───── Passage provided ─────

Demonstration of the effects of energetic masking (left), internal decision variability (middle), and guessing (right) on the shape of the psychometric function. In each panel, circles are simulated proportion correct data at various signal levels in a virtual detection task. Each data point is based on 100 simulated trials. Within each trial, either a random response was generated based on the probability of confusion, p_guess, or a detection was reported when $10 \log (10^{L_{s} / 10} + 10^{L_{m} / 10}) + ε_{1} > L_{m} + ε_{2}$ , where *L_s* and *L_m* are the signal and masker levels respectively, ε₁ and ε₂ are two independent random values drawn from a distribution of internal noise with a mean of zero and a standard deviation of σ₀. The open and filled symbols in the three panels, from left to right, are for two different values of *L_m*, σ₀, and p_guess, respectively. The two sets of simulated data are fitted with two psychometric functions (dashed and solid curves for open and filled data, respectively) using the same procedure described in Sec. 3A.

The psychometric functions estimated in the present experiment provide an opportunity to study the role of informational masking in concurrent profile analysis, and the systematic effects of segregation cues on informational masking.

Methods

Five normal-hearing listeners (S2–S6) participated in this experiment, four of whom participated in experiment I. Due to the limited availability of listener S1, a new listener S6 was recruited. This new participant was 19 years of age and had audiometric thresholds at or better than 15 dB HL between 250 and 8000 Hz in both ears. Similar to other listeners, listener S6 was also an experienced listener for profile analysis tasks. Before data collection began, this listener received training on the concurrent profile analysis task in the same way that the other listeners were trained before experiment I. Experiment II was conducted in 2 h sessions. No more than one session was conducted for each listener on a single day.

Listeners’ responses as to whether a same or different trial was presented (see Fig. 1) were recorded in blocks of 60 trials, which contained ten trials at each of six fixed PS values (−10, 0, 10, 20, 30, and 40 dB). Before a block started, the sequence of the 60 trials in a block was determined randomly. In all regards the stimulus generation and presentation methods were as in experiment I. The Δf₀’s tested were 0.5 and 2 semitones, the onset delays tested were 0 and 160 ms, and the ΔITDs tested were 0 and 800 μs, forming a total of eight conditions. Eight experimental blocks corresponding to the eight conditions were run in random order, and then the process was repeated five times, each time with a different sequence. Therefore, for each of the eight conditions, 50 responses were collected at each of the six PS values, from which the proportion of the correct responses was calculated. Proportion correct at the same six PS values (based on 50 responses at each PS value collected in five blocks) was also measured for an isolated complex to provide a baseline psychometric function when no masking was present.

The psychometric functions were characterized by fitting logistic functions to the proportion correct data using a maximum-likelihood criterion as suggested by Wichmann and Hill (2001a) and Lutfi et al. (2003). The Matlab software package Psignifit (Wichmann and Hill, 2001a,b) was used. The form of the fitted psychometric function was

{\hat{P}}_{c} = 0.5 + (0.5 - λ) {(1 + e^{- (PS - α) / β})}^{- 1},

(3)

where ${\hat{P}}_{c}$ is the estimated proportion correct, λ describes the distance from the upper asymptote of the function to 100% correct, α denotes the horizontal position of the function, and β gives the slope of the function.5 Note that the slope decreases with larger β values.

───── Given entries ─────

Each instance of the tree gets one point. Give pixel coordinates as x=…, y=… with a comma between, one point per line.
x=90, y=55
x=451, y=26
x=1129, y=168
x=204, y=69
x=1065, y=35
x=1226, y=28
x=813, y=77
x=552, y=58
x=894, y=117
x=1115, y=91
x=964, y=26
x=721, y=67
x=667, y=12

─────

What is asked:
1. According to the passage on psychometric functions, what software package was used to fit the logistic functions?
2. Reproduce the stretch of the passage on psychometric functions from "The psychometric functions estimated" through "on informational masking.".

Answers given:
1. The Matlab software package Psignifit was used.

2.
The psychometric functions estimated in the present experiment provide an opportunity to study the role of informational masking in concurrent profile analysis, and the systematic effects of segregation cues on informational masking.